* Your instructions:
Print every line of the records below without changing anything.

* Task inputs:

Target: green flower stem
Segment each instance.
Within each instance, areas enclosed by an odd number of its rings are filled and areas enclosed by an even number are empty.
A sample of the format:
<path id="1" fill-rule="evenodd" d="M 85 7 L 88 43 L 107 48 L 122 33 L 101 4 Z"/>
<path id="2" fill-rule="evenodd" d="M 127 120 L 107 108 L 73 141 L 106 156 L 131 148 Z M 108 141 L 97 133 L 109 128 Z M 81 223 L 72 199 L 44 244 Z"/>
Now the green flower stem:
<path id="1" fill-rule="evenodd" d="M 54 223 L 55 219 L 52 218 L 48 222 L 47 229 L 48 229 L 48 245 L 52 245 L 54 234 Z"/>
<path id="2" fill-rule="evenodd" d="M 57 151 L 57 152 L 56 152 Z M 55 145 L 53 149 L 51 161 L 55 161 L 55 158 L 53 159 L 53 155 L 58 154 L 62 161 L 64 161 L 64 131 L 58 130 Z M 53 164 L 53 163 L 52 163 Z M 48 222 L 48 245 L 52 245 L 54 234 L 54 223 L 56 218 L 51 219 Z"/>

* Correct response:
Target: green flower stem
Segment each instance.
Within each instance, areas enclosed by an odd number of its rings are filled and areas enclosed by an even number are empty.
A sample of the format:
<path id="1" fill-rule="evenodd" d="M 85 7 L 88 43 L 107 48 L 122 33 L 101 4 Z"/>
<path id="2" fill-rule="evenodd" d="M 127 120 L 107 108 L 73 141 L 106 156 L 131 148 Z M 108 141 L 97 133 L 109 128 Z M 81 223 L 72 199 L 44 244 Z"/>
Now the green flower stem:
<path id="1" fill-rule="evenodd" d="M 54 223 L 55 219 L 52 218 L 48 222 L 47 229 L 48 229 L 48 245 L 52 245 L 54 234 Z"/>
<path id="2" fill-rule="evenodd" d="M 57 151 L 57 152 L 56 152 Z M 55 145 L 53 149 L 51 161 L 55 161 L 55 158 L 53 159 L 53 155 L 58 154 L 62 161 L 64 161 L 64 131 L 58 130 Z M 53 164 L 53 163 L 52 163 Z M 48 222 L 48 245 L 52 245 L 54 234 L 54 223 L 56 218 L 51 219 Z"/>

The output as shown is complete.